— begin —

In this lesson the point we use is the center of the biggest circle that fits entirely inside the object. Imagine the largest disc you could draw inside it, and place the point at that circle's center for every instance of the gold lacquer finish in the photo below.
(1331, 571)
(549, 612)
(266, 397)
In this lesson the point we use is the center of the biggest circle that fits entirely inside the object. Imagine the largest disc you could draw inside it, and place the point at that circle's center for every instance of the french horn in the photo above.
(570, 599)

— end —
— begin —

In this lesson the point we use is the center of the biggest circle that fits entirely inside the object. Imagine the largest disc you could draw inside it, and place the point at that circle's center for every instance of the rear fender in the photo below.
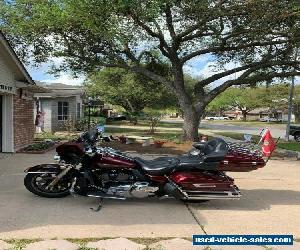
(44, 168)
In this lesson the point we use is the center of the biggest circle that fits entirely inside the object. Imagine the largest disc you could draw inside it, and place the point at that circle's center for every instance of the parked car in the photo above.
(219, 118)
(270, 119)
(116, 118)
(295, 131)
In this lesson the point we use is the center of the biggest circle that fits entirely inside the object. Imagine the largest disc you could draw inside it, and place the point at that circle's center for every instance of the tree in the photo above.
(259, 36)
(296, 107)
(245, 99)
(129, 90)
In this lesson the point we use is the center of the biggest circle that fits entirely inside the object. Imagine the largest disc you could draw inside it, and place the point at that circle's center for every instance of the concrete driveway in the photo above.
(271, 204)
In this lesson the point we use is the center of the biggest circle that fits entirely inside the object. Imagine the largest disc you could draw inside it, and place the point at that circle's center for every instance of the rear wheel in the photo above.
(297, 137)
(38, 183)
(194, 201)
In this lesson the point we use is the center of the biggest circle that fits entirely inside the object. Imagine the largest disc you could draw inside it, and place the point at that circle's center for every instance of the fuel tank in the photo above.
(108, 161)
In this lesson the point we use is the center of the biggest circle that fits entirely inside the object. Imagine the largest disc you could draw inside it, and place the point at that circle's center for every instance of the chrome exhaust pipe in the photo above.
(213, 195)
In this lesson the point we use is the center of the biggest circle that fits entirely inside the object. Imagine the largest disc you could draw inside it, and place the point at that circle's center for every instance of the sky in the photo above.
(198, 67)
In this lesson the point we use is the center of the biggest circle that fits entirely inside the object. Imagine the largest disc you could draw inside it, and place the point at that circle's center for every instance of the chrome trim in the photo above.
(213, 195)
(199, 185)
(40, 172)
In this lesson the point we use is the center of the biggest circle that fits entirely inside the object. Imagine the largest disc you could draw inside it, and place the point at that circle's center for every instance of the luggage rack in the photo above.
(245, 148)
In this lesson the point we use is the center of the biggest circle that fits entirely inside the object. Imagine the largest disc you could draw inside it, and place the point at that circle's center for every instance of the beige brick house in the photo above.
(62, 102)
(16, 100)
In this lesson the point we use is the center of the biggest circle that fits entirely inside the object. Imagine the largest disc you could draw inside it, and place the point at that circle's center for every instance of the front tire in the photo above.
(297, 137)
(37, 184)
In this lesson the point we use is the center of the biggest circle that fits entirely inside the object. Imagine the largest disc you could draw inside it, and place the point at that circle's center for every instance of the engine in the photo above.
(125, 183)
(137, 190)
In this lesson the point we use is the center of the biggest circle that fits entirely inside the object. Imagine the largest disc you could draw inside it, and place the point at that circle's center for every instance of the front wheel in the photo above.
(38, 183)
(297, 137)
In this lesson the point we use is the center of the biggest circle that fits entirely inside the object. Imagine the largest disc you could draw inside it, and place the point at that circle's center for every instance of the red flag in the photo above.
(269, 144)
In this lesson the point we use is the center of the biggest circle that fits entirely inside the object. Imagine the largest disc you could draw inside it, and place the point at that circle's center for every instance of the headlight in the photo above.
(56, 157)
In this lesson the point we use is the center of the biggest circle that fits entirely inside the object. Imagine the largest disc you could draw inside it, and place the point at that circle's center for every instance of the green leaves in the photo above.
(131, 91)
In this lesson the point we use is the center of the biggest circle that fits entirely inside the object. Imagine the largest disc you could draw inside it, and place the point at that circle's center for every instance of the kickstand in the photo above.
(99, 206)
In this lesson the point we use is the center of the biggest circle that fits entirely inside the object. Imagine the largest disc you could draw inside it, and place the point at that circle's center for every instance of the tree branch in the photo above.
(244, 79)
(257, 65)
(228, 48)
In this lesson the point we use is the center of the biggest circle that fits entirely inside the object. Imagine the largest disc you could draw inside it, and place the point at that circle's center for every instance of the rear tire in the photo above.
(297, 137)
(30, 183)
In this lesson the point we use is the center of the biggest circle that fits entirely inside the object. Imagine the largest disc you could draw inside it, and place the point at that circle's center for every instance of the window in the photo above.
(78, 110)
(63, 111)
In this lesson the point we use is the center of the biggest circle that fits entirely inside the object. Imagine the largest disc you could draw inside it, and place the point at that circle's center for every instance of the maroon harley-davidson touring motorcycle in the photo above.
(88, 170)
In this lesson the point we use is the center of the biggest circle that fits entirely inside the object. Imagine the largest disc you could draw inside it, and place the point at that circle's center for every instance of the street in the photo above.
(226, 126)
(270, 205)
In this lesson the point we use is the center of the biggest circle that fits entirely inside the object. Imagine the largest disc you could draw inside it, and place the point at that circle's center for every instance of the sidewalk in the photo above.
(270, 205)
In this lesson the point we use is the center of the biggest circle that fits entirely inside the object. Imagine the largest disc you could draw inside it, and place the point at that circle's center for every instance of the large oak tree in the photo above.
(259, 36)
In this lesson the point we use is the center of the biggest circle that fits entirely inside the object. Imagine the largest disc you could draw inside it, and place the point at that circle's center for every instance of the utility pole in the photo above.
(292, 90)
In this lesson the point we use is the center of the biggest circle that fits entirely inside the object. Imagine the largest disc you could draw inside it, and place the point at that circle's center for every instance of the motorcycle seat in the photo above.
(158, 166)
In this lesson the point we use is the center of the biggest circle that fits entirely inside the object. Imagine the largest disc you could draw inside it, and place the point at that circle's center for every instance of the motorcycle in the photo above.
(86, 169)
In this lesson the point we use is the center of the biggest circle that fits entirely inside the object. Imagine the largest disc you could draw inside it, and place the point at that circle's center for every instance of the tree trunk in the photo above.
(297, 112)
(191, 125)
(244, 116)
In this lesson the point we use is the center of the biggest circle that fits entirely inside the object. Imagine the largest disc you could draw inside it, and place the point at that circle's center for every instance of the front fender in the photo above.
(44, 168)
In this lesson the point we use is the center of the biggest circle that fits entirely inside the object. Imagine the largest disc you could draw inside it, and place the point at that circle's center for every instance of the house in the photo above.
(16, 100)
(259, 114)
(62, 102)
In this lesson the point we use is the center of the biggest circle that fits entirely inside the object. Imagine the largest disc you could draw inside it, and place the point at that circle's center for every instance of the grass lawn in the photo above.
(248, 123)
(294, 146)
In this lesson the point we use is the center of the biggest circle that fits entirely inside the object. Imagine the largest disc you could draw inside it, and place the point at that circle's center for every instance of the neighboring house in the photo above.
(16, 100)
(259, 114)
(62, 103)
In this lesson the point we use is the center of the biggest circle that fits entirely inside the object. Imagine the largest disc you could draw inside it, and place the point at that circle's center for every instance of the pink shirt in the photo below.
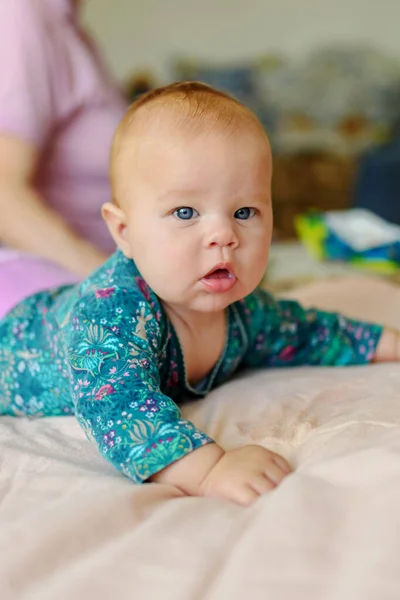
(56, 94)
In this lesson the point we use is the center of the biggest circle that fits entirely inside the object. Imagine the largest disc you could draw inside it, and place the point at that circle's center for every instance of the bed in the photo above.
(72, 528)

— end —

• _Task details_
Return every line of the records that contains the string "driveway".

• _Task response_
In this lesson the point we use is the center of the biggest circle that fits entirely inside the object. Imagine the largest disc you could draw inside it, and place the point at that circle's center for every instance of the concrete driveway in the photo above.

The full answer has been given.